*STORED DATA*
# # # # # # #

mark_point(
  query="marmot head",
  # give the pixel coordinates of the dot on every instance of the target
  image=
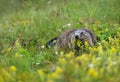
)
(84, 35)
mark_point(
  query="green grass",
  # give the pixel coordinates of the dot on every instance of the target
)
(26, 28)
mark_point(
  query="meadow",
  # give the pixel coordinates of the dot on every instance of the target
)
(25, 29)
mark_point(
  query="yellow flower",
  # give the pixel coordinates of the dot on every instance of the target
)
(1, 79)
(13, 68)
(93, 73)
(40, 72)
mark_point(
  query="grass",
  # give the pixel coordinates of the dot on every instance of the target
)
(25, 31)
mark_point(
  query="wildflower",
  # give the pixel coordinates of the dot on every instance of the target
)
(9, 49)
(93, 73)
(62, 60)
(16, 55)
(114, 63)
(42, 46)
(101, 71)
(69, 55)
(76, 66)
(100, 50)
(56, 53)
(40, 72)
(98, 58)
(59, 30)
(91, 65)
(112, 51)
(58, 70)
(1, 79)
(13, 68)
(49, 81)
(6, 73)
(57, 73)
(61, 53)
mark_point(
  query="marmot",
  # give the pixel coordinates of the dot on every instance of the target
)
(73, 40)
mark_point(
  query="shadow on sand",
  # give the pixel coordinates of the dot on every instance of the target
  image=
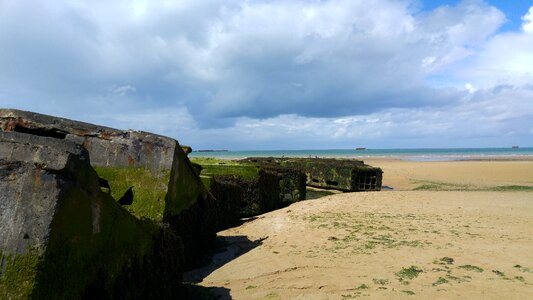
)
(228, 248)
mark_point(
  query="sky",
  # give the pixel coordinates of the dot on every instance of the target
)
(273, 74)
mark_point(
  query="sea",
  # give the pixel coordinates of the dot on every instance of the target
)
(426, 154)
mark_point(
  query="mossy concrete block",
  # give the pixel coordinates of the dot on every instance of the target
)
(166, 186)
(123, 156)
(346, 175)
(107, 146)
(61, 237)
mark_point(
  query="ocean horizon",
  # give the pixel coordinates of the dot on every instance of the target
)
(417, 154)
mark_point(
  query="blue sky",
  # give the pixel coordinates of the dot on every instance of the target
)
(278, 74)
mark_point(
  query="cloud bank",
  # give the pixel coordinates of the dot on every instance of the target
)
(275, 74)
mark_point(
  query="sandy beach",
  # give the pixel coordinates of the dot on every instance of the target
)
(447, 230)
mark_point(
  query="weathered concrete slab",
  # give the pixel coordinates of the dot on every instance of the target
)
(165, 185)
(107, 146)
(61, 237)
(347, 175)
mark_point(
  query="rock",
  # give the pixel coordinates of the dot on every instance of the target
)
(61, 237)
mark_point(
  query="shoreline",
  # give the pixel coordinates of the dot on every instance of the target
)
(408, 158)
(445, 221)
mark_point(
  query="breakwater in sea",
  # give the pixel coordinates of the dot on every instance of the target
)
(425, 154)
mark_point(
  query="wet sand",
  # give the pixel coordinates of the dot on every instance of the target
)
(470, 241)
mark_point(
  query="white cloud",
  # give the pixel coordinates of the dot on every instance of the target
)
(527, 26)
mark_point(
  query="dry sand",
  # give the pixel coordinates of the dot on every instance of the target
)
(475, 244)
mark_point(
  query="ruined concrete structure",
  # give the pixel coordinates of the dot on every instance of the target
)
(168, 193)
(61, 237)
(346, 175)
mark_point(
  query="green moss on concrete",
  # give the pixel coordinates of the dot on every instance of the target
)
(91, 237)
(220, 167)
(149, 190)
(17, 278)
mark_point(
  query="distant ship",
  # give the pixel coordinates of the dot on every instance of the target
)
(208, 150)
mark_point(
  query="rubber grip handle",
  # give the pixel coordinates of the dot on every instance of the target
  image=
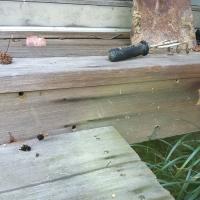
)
(128, 52)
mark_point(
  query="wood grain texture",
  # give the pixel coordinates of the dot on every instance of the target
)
(114, 3)
(63, 48)
(29, 74)
(134, 109)
(65, 34)
(65, 15)
(93, 164)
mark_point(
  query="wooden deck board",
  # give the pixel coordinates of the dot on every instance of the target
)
(64, 48)
(93, 164)
(29, 74)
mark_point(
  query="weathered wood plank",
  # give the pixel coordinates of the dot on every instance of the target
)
(27, 74)
(114, 3)
(134, 109)
(63, 33)
(67, 15)
(63, 48)
(92, 164)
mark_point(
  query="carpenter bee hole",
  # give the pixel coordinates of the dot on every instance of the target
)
(21, 94)
(73, 127)
(177, 80)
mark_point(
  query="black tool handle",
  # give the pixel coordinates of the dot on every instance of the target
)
(128, 52)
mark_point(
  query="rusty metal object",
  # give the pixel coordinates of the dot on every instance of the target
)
(158, 20)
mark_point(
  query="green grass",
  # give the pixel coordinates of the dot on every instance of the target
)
(175, 162)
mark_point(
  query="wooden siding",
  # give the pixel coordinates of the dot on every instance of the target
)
(70, 13)
(67, 15)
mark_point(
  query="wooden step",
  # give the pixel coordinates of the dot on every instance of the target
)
(91, 164)
(135, 96)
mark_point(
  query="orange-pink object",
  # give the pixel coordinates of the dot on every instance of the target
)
(35, 41)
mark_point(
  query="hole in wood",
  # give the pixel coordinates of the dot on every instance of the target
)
(73, 127)
(21, 94)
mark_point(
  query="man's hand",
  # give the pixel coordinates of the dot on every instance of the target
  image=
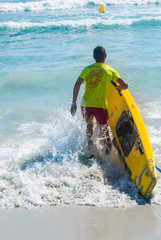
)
(73, 108)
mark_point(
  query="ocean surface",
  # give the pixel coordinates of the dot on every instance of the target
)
(44, 46)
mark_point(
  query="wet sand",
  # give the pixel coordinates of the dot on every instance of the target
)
(81, 223)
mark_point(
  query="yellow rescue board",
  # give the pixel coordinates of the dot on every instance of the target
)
(131, 139)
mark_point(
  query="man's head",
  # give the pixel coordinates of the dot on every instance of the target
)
(99, 54)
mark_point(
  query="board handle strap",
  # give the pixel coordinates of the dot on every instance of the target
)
(120, 93)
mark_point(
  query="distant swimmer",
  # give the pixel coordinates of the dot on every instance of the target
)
(96, 77)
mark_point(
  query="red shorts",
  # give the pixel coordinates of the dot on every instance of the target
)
(100, 114)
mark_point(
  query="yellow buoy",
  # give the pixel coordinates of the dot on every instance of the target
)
(102, 9)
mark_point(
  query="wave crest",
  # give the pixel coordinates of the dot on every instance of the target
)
(84, 23)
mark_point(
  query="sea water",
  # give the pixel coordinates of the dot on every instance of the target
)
(44, 46)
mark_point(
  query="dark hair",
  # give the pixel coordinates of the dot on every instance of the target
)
(99, 53)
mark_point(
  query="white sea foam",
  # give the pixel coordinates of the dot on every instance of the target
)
(66, 4)
(79, 23)
(45, 165)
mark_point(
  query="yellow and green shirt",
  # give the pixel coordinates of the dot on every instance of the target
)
(97, 78)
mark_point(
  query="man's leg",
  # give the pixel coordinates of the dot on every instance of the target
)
(105, 138)
(89, 132)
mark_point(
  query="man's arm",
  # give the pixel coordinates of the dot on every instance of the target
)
(122, 85)
(75, 95)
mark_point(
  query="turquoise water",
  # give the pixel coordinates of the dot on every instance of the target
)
(44, 46)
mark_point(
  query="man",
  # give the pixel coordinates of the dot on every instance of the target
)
(97, 78)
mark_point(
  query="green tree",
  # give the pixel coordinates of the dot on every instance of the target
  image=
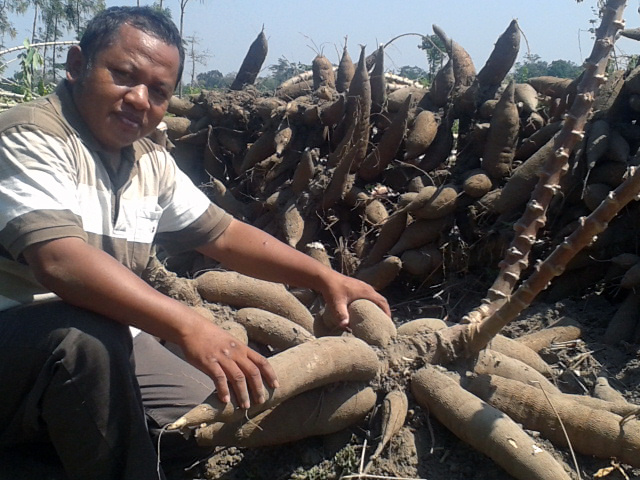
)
(196, 57)
(212, 79)
(413, 73)
(284, 70)
(7, 7)
(564, 69)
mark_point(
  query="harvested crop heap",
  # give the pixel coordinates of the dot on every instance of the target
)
(365, 173)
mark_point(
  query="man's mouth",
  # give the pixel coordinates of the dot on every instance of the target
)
(132, 121)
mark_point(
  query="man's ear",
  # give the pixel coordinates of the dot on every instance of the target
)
(75, 63)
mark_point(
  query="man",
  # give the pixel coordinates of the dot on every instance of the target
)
(83, 194)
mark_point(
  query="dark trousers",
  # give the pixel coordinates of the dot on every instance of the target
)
(79, 381)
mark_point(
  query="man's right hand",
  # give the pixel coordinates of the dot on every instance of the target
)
(90, 278)
(229, 362)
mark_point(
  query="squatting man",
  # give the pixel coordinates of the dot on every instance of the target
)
(83, 197)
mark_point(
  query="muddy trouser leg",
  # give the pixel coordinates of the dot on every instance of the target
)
(170, 387)
(67, 376)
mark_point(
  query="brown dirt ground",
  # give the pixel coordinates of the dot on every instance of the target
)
(423, 448)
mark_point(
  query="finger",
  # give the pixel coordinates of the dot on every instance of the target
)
(341, 315)
(384, 305)
(268, 374)
(238, 382)
(216, 373)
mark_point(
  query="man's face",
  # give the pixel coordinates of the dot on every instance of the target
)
(124, 93)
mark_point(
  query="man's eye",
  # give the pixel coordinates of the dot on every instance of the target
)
(159, 94)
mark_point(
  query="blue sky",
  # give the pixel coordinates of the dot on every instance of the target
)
(298, 29)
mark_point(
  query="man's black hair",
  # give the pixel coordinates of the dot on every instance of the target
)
(103, 28)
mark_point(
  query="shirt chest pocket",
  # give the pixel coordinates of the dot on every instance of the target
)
(146, 224)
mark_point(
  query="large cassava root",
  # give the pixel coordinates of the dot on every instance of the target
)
(315, 412)
(486, 428)
(356, 170)
(304, 367)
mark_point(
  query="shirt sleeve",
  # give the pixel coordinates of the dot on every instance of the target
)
(189, 218)
(37, 189)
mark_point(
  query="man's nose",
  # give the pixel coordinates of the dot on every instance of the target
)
(138, 96)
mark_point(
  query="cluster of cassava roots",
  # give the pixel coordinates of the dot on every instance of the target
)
(385, 180)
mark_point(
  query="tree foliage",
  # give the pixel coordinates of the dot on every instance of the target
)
(7, 7)
(436, 54)
(413, 73)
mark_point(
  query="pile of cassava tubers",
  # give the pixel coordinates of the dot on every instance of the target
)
(365, 173)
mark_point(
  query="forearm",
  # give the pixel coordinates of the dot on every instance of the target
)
(91, 279)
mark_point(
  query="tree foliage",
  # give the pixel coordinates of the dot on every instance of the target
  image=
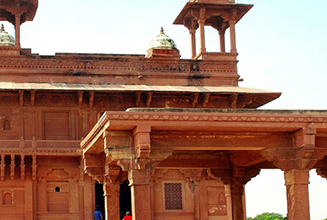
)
(268, 216)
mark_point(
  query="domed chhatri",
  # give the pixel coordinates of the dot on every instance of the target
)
(163, 47)
(162, 41)
(5, 38)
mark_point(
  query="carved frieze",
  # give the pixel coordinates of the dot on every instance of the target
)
(116, 64)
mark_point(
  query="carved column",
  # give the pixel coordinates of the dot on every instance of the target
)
(201, 22)
(296, 182)
(296, 161)
(222, 40)
(141, 193)
(234, 193)
(234, 180)
(111, 188)
(232, 36)
(193, 44)
(111, 199)
(17, 29)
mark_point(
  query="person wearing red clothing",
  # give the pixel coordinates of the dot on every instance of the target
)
(128, 216)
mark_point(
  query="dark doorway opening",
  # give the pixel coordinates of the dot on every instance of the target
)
(125, 199)
(99, 198)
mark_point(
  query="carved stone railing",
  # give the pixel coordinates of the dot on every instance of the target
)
(40, 144)
(124, 63)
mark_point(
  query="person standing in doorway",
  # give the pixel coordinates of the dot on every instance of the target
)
(128, 216)
(97, 214)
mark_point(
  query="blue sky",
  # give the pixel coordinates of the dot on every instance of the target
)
(281, 44)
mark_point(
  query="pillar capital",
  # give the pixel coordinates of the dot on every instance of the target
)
(238, 175)
(302, 154)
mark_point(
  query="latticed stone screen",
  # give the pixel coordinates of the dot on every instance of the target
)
(173, 196)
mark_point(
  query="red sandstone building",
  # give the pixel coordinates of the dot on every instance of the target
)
(164, 137)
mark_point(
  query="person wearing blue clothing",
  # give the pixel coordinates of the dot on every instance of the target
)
(97, 214)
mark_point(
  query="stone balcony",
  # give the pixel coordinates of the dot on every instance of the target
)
(41, 147)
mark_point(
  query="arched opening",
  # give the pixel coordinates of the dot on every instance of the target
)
(99, 198)
(125, 198)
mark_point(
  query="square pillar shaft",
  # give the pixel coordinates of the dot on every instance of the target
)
(234, 197)
(141, 194)
(111, 199)
(296, 182)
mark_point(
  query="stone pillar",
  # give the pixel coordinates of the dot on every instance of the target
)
(193, 44)
(141, 193)
(234, 180)
(202, 38)
(296, 161)
(111, 200)
(17, 30)
(201, 21)
(232, 36)
(234, 197)
(296, 182)
(222, 40)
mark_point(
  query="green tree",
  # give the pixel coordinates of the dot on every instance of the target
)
(268, 216)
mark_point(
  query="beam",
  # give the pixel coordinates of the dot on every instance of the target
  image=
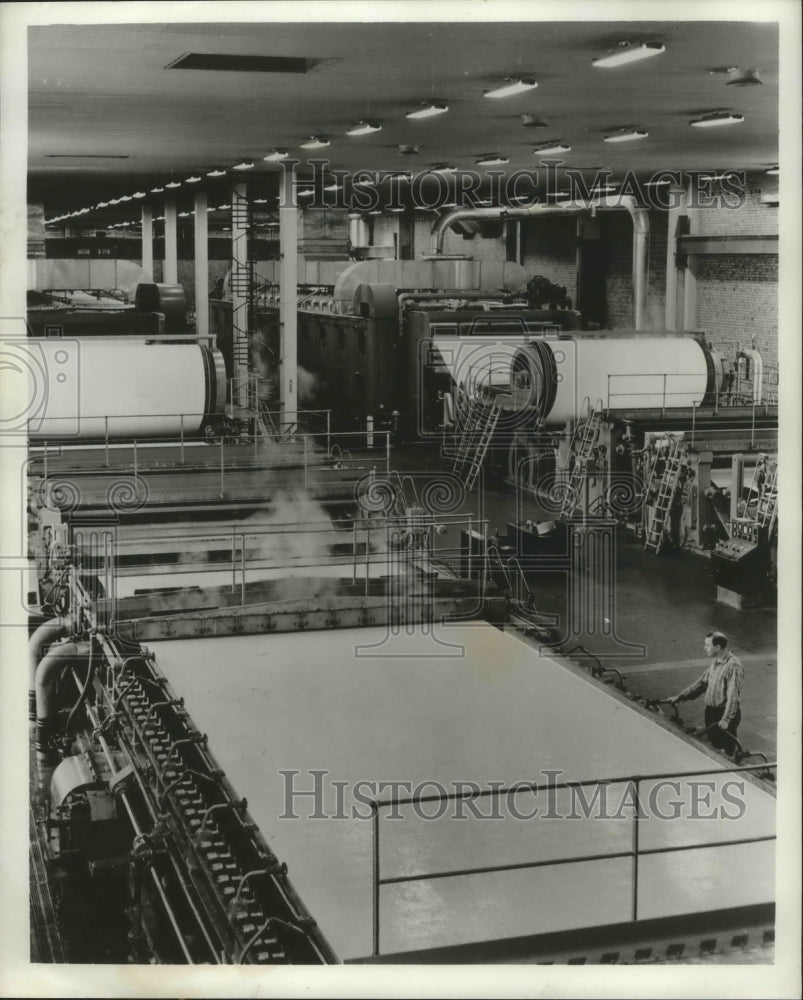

# # # # # # #

*WRITTEN PROBLEM*
Show every line of the data above that contains the string "wearing".

*EXERCISE OUTPUT*
  query="person wearing red clothing",
  query="person wearing blue clothing",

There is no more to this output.